Document source:

════════════════

La philosophe Hannah Arendt décrit les raisons de cette poussée dans son livre considéré par beaucoup comme le plus important du 20è siècle : Le Totalitarisme.

Très peu de ces dictateurs ont eu la permission de la providence de mourir comme Staline et Franco dans leur lit et dans leur pays. La majorité a fini par connaître une mort violente ou un exil humiliant et sans retour.

Mais quelles que soient les modalités de leur chute, ils sont soumis comme tout être humain à une période de doute consécutive au spleen qui finit par traverser leur carapace pour siéger dans leur tête au soir de leur règne.

Ce spleen existentiel qui radicalise leur mélancolie et le sentiment qu’ils ont de ne pas être compris, les amène à comprendre qu’ils sont également des êtres humains; de simples êtres humains, faits de chair et de sang.

Cette brusque révélation de leur humanité les plonge dans une immense insécurité psychologique et le plaidoyer de leur tribunal intérieur a pour question centrale : Pourquoi ? Pourquoi tout cela ? Pourquoi dois-je continuer à me « sacrifier » pour un peuple et des gens qui ne comprennent rien à mes actions salvatrices et à la supériorité de mon esprit et qui me jugent comme un suppôt du diable ? Pourquoi devrais-je poursuivre ce « sacerdoce » ?

════════════════

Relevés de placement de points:
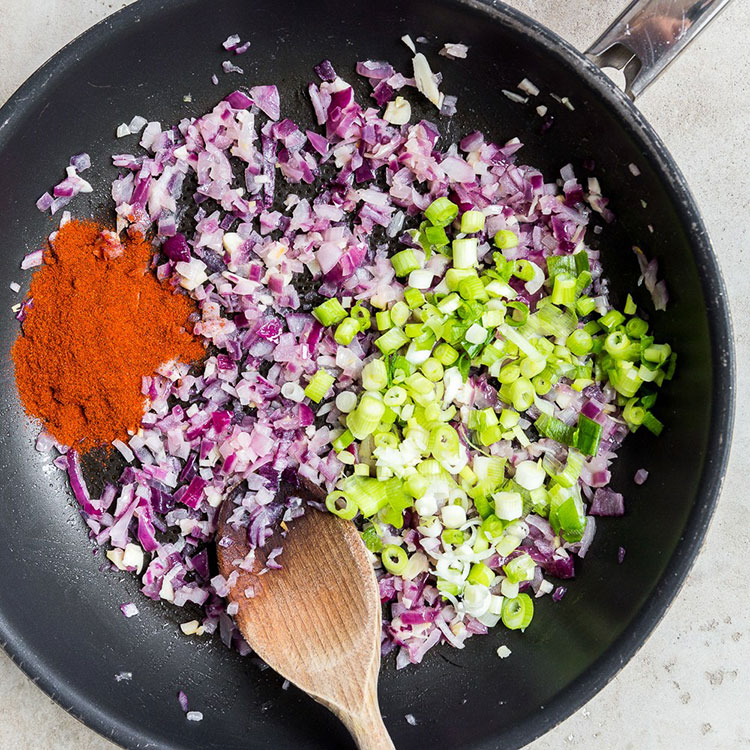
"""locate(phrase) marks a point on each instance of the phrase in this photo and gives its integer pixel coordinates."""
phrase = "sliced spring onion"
(404, 262)
(391, 340)
(579, 342)
(330, 312)
(346, 331)
(413, 298)
(481, 575)
(366, 417)
(441, 212)
(374, 375)
(319, 385)
(518, 612)
(465, 252)
(394, 559)
(472, 221)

════════════════

Liste des tâches:
1. Reprends toutes les lignes de pointage ci-dessus en remplaçant « photo » par « image », sans rien modifier d'autre, et laisse les images hors de ta réponse, s'il te plaît.
2. Écris la suite du texte sur la chute des dictateurs, en commençant juste après sa dernière phrase.

Résultats par tâche:
1.
"""locate(phrase) marks a point on each instance of the phrase in this image and gives its integer pixel coordinates."""
phrase = "sliced spring onion"
(404, 262)
(391, 340)
(579, 342)
(330, 312)
(346, 331)
(413, 298)
(481, 575)
(366, 417)
(441, 212)
(374, 375)
(319, 385)
(518, 612)
(465, 252)
(394, 559)
(472, 221)

2.
Toutes ces délibérations, qui rendent leur sommeil court et décuplent leur paranoïa, finissent par avoir raison de leur détermination à continuer d’être ce qu’il sont devenus.

Cette faiblesse, prémisse d’une résignation, est ressentie instantanément par les membres du premier cercle qui les entoure.

Ces derniers prennent alors des dispositions pour leur propre suivie en adoptant une attitude de plus en plus distante si ce n’est un retournement de veste.

Lorsque le potentat se rend compte que les rats commencent à quitter le navire, il cherche également son propre salut.

Dès lors, il devient prisonnier de cette obsession de tout abandonner. Durant cette période, il est incapable de donner les mêmes ordres qui l’ont jusqu’à ce moment maintenu au pouvoir.

Ceux qui veulent sa chute sentent également ce changement et poussent leurs avantages avec plus d’assurance.

L’exemple contemporain le plus emblématique est celui du Shah d’Iran.

Au sommet de sa puissance, il termine l’année 1977, sous de très favorables auspices qui étaient autant de promesses d’une gloire encore plus éclatante.

Avec le couple présidentiel américain qui est venu passer le réveillon de la nouvelle année 1978 avec lui dans son palais de Niavaran, il se sentait plus que rassuré.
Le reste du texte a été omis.